§ **Required work**: Exactly reproduce each record listed below.

Records
::::::
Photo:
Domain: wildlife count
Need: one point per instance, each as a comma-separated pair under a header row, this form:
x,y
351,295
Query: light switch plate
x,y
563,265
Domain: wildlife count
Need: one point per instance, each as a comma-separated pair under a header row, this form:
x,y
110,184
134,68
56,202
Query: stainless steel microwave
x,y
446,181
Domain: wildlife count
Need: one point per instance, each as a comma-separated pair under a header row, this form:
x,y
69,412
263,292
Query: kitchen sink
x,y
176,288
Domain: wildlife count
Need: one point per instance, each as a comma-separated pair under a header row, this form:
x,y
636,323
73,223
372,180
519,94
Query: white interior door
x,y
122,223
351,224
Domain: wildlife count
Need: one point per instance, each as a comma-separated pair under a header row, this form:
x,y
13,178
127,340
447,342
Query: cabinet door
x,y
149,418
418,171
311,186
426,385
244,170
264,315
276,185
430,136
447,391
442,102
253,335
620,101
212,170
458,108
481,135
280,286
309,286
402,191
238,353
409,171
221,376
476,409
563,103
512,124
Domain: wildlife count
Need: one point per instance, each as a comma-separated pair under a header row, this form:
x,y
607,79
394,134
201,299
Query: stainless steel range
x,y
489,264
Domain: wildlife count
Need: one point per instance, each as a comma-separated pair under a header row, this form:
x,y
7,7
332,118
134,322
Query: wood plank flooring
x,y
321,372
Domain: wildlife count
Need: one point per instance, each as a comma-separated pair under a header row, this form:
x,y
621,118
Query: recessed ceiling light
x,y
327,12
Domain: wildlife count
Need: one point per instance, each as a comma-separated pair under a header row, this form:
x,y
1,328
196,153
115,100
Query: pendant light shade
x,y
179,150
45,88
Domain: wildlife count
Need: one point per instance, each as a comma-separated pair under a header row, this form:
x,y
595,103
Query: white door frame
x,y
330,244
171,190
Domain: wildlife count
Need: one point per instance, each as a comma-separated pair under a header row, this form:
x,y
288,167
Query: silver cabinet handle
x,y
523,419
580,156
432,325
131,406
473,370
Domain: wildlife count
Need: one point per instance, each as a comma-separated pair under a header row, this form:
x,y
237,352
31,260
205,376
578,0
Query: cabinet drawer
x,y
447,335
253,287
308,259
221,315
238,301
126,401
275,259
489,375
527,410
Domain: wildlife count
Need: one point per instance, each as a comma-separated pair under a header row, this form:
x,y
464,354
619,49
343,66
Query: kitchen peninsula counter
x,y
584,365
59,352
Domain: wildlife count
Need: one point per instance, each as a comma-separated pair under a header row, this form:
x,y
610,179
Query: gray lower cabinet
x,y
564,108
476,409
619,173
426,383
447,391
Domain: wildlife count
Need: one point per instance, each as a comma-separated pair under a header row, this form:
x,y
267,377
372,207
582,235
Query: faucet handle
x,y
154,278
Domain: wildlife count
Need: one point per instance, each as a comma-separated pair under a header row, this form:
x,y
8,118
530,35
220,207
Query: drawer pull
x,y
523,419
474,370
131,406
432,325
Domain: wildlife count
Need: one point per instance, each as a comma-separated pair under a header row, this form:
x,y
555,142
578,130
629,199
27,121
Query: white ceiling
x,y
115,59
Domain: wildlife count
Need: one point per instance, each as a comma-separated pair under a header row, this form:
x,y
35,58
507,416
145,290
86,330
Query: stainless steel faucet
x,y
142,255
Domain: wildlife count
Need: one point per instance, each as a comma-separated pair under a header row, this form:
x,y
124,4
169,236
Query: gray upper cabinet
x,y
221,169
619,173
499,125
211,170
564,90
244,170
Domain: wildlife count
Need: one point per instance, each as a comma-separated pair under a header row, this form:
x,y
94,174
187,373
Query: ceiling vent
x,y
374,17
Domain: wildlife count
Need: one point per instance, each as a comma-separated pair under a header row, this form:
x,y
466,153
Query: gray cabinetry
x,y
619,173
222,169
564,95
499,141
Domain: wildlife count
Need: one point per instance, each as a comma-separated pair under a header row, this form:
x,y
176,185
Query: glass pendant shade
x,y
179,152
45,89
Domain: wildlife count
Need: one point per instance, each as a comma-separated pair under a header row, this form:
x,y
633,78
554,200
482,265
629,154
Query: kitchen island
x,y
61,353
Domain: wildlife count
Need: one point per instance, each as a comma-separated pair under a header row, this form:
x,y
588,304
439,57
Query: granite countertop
::::::
§ **Full solution**:
Photo:
Domain: wildlife count
Need: one point per instance, each as a comma-separated pair under a header row, this form:
x,y
351,295
Query: light switch plate
x,y
563,265
Domain: wildlife count
Need: one point per instance, each as a comma-separated pair under a header row, this form:
x,y
110,184
134,68
56,202
Query: stainless steel microwave
x,y
446,181
Domain: wildlife count
Need: one point per instance, each as a comma-separated pair under a header row, this form:
x,y
69,412
263,292
Query: kitchen sink
x,y
176,288
Domain: wildlife count
Need: one point per instance, each as a comma-separated pair under a header row, this form:
x,y
636,323
73,223
372,180
519,94
Query: white interior door
x,y
122,223
351,224
Domain: wildlife count
Need: one point per instance, each as a comma-separated pair under a header row, this form:
x,y
13,178
127,340
447,342
Query: cabinet door
x,y
149,418
418,171
311,186
426,385
244,170
264,315
276,185
430,136
447,391
442,102
253,335
620,101
212,170
458,108
481,135
280,286
309,286
402,191
238,353
409,171
221,376
476,409
563,103
512,124
Domain: wildlife count
Need: one point per instance, each as a comma-separated pair under a header row, this form:
x,y
607,79
394,134
201,299
Query: stainless steel range
x,y
489,264
Domain: wildlife count
Need: one point per instance, each as a comma-separated pair under a header row, this form:
x,y
7,7
332,118
134,322
Query: wood plank flooring
x,y
321,372
Domain: wildlife count
Need: one point per instance, each as a comma-separated pair under a header row, this form:
x,y
621,118
Query: recessed ceiling light
x,y
327,12
Domain: wildlife count
Need: one point per instance, each as a comma-separated pair under a header row, this form:
x,y
1,328
196,153
115,100
Query: pendant light shade
x,y
179,150
45,88
Domain: wildlife count
Need: one point per instance, each as a comma-separated pair under a header row, this form:
x,y
595,103
Query: white door frame
x,y
330,244
171,190
Domain: wildlife count
Need: one point per instance, each as a comma-separated pair under a header row, this form:
x,y
288,167
Query: silver cabinet handle
x,y
523,419
580,156
432,325
131,406
473,370
Domain: wildlife count
Need: one point per instance, each as a comma-separated pair under a header row, this form:
x,y
237,352
31,260
205,376
578,0
Query: cabinet drawer
x,y
447,335
253,287
308,259
221,315
238,301
126,401
275,259
489,375
527,410
Domain: wildlife count
Need: one point per instance, each as a comma-separated pair under a header row, this form:
x,y
464,354
619,49
343,66
Query: kitchen peninsula counter
x,y
584,365
59,352
Domain: wildlife count
Need: one point per instance, each as a comma-separated pair under a header row, this form:
x,y
610,179
Query: gray lower cabinet
x,y
564,108
476,409
619,173
426,383
447,391
Domain: wildlife count
Need: one point per instance, each as a comma-separated pair under a header row, this form:
x,y
267,377
372,207
582,235
Query: faucet handle
x,y
154,278
Domain: wildlife count
Need: one point per instance, each as a comma-separated pair under a header row, this form:
x,y
8,118
530,35
220,207
Query: drawer pull
x,y
523,419
474,370
131,406
432,325
Domain: wildlife count
Need: one point per instance, each as a comma-separated pair under a header row, this form:
x,y
555,142
578,130
629,199
27,121
Query: white ceiling
x,y
115,59
Domain: wildlife count
Need: one point per instance, each as a comma-separated pair under a header row, this form:
x,y
35,58
507,416
145,290
86,330
Query: stainless steel faucet
x,y
142,255
Domain: wildlife count
Need: one point per instance, each as a comma-separated pair under a header row, this form:
x,y
124,4
169,236
Query: gray upper cabinet
x,y
221,169
619,173
499,125
211,170
564,90
244,170
Domain: wildlife count
Need: one point per instance, each as a comma-separated pair under a header row, this form:
x,y
94,174
187,373
Query: ceiling vent
x,y
374,17
Domain: wildlife count
Need: one point per instance, each as a comma-separated pair under a header row, this form:
x,y
466,153
Query: gray cabinetry
x,y
619,173
222,169
564,95
499,141
Domain: wildlife count
Need: one point per instance, each as a comma-separated pair under a header row, this form:
x,y
176,185
Query: glass pendant shade
x,y
179,152
45,89
Domain: wildlife count
Need: one point per instance, each as a comma-separated pair under a header row, this form:
x,y
633,78
554,200
482,265
629,154
Query: kitchen island
x,y
61,353
Domain: wildlife count
Need: one point per instance, each as a comma-separated pair under a header row, this form:
x,y
588,304
439,57
Query: granite countertop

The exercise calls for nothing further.